Requirement -
Your task is to quote the material that follows, in full and exactly.

(Data entries)
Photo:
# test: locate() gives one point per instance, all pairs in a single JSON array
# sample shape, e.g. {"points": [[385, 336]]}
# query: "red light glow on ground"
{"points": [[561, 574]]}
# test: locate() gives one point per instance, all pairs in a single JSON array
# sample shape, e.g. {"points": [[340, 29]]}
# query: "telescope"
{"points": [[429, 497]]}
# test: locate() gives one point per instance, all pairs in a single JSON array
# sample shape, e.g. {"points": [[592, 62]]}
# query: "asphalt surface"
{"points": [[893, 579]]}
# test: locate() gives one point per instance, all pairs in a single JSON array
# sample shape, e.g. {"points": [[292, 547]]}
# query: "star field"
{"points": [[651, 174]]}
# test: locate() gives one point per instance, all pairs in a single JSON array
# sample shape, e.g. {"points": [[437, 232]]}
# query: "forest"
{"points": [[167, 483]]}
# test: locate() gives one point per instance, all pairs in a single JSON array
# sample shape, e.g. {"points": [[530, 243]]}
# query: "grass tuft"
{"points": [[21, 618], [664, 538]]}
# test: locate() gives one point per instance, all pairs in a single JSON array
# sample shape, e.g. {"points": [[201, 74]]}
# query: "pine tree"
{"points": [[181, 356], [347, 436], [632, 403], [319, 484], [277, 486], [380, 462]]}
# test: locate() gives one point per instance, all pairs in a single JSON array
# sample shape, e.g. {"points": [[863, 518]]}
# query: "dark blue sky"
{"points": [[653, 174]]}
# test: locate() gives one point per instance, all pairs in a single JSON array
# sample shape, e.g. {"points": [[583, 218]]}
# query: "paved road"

Reply to the exercise -
Photo:
# test: locate() gives one point per instance, all pairs in a single JSON array
# sample shape, e.g. {"points": [[385, 336]]}
# query: "red light glow on ground"
{"points": [[561, 574]]}
# test: locate() gives one point per instance, all pairs in a single JSON array
# sample shape, e.g. {"points": [[340, 29]]}
# query: "telescope"
{"points": [[429, 497]]}
# test: locate() gives one point per instance, all pairs in a single JSON array
# sample shape, e.g. {"points": [[592, 62]]}
# query: "asphalt surface"
{"points": [[893, 579]]}
# test: locate() gives one point per instance, all pairs in a single JSON array
# sample shape, e.g. {"points": [[292, 547]]}
# query: "star field"
{"points": [[651, 174]]}
# test: locate() gives one point per instance, all pairs in a single JSON array
# sample shape, e.g. {"points": [[437, 232]]}
# query: "forest"
{"points": [[167, 483]]}
# test: locate() gives one point per instance, all pairs in a single JSON array
# sample shape, e.g. {"points": [[530, 243]]}
# query: "grass tuft"
{"points": [[21, 618], [664, 538]]}
# test: locate() gives one point per instance, all pairs in a single JSON array
# sample shape, e.g. {"points": [[201, 74]]}
# query: "pine tree"
{"points": [[181, 356], [347, 436], [632, 403], [319, 484], [277, 486], [380, 462]]}
# test: locate() gives one point per instance, all pairs in a single JSON array
# sample shape, e.g. {"points": [[863, 518]]}
# query: "dark blue sky"
{"points": [[653, 174]]}
# test: locate() gives one point per instance, all pairs in a single JSON array
# sample shape, e.g. {"points": [[583, 218]]}
# query: "paved road"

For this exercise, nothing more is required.